__What to do__: Recast every line of the listing below as a numbered list. Skip blank lines and leave the pictures out.
** Begin Data for this task **
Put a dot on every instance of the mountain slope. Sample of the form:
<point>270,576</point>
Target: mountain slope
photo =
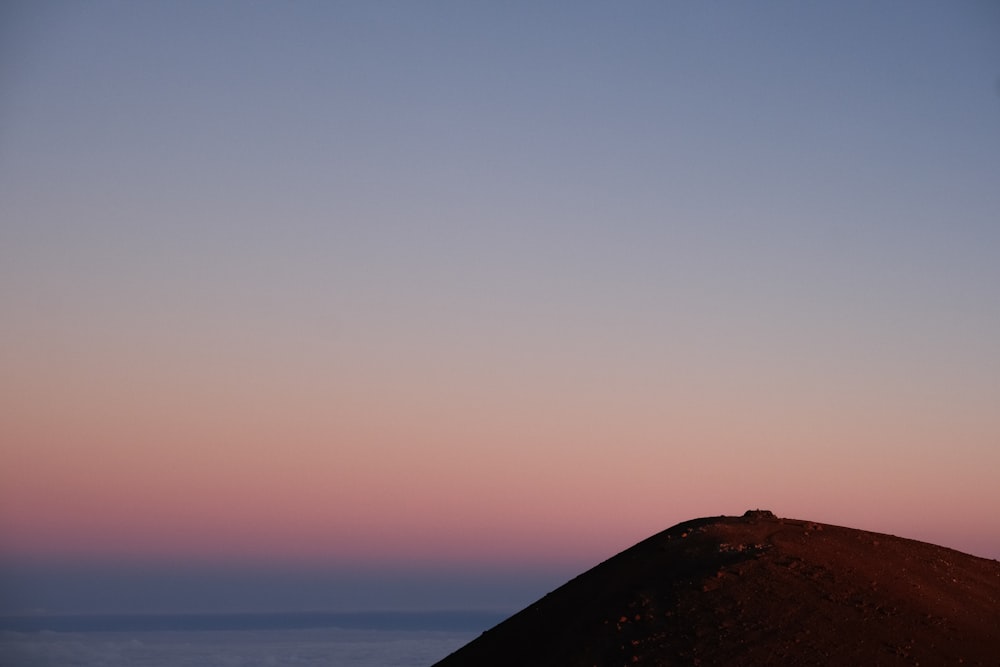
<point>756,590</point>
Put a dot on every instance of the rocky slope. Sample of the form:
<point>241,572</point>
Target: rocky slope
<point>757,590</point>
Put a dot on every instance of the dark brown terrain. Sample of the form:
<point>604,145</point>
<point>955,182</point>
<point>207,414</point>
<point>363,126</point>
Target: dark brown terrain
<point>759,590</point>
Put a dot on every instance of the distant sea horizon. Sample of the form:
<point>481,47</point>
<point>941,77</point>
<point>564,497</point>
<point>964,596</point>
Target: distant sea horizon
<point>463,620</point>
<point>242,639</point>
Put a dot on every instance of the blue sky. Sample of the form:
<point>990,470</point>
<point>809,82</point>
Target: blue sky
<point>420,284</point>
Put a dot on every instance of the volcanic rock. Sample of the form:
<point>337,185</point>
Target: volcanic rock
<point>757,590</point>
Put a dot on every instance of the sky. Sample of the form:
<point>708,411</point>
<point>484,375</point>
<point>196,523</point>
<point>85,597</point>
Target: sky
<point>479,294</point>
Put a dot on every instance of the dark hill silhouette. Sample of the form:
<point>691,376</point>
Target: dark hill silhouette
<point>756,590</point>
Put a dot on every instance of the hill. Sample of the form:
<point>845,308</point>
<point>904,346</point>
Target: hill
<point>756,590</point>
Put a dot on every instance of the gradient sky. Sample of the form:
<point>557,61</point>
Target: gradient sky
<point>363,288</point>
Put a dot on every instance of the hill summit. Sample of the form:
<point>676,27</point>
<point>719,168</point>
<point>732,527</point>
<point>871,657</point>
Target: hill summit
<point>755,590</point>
** End Data for this task **
__In response__:
1. Put a dot on every instance of the mountain slope. Sample of the form:
2. <point>270,576</point>
3. Target: mountain slope
4. photo =
5. <point>756,590</point>
6. Put a dot on every instance of the rocky slope. Sample of the form:
7. <point>241,572</point>
8. Target: rocky slope
9. <point>757,590</point>
10. Put a dot on every instance of the dark brown terrain. Sample of the form:
11. <point>604,145</point>
12. <point>955,182</point>
13. <point>207,414</point>
14. <point>363,126</point>
15. Target: dark brown terrain
16. <point>759,590</point>
17. Put a dot on every instance of the distant sea horizon. Sample of the form:
18. <point>481,47</point>
19. <point>941,77</point>
20. <point>564,497</point>
21. <point>964,596</point>
22. Target: distant sea horizon
23. <point>463,620</point>
24. <point>242,639</point>
25. Put a dot on every instance of the blue sky. Sample of the form:
26. <point>990,470</point>
27. <point>809,82</point>
28. Target: blue sky
29. <point>420,284</point>
30. Put a dot on every instance of the volcanic rock. Sample of the form:
31. <point>337,185</point>
32. Target: volcanic rock
33. <point>757,590</point>
34. Put a dot on every instance of the sky. Sample of the form:
35. <point>708,411</point>
36. <point>484,375</point>
37. <point>196,523</point>
38. <point>85,597</point>
39. Target: sky
40. <point>479,294</point>
41. Put a dot on every instance of the dark hill silhouette. Sample of the form:
42. <point>691,376</point>
43. Target: dark hill silhouette
44. <point>756,590</point>
45. Put a dot on every instance of the hill. Sample of the form:
46. <point>845,308</point>
47. <point>904,346</point>
48. Target: hill
49. <point>756,590</point>
50. Put a dot on every instance of the gradient sky. Sample of the form:
51. <point>557,61</point>
52. Target: gradient sky
53. <point>363,288</point>
54. Put a dot on every instance of the hill summit. Sample of the form:
55. <point>676,27</point>
56. <point>719,168</point>
57. <point>732,527</point>
58. <point>871,657</point>
59. Target: hill summit
60. <point>755,590</point>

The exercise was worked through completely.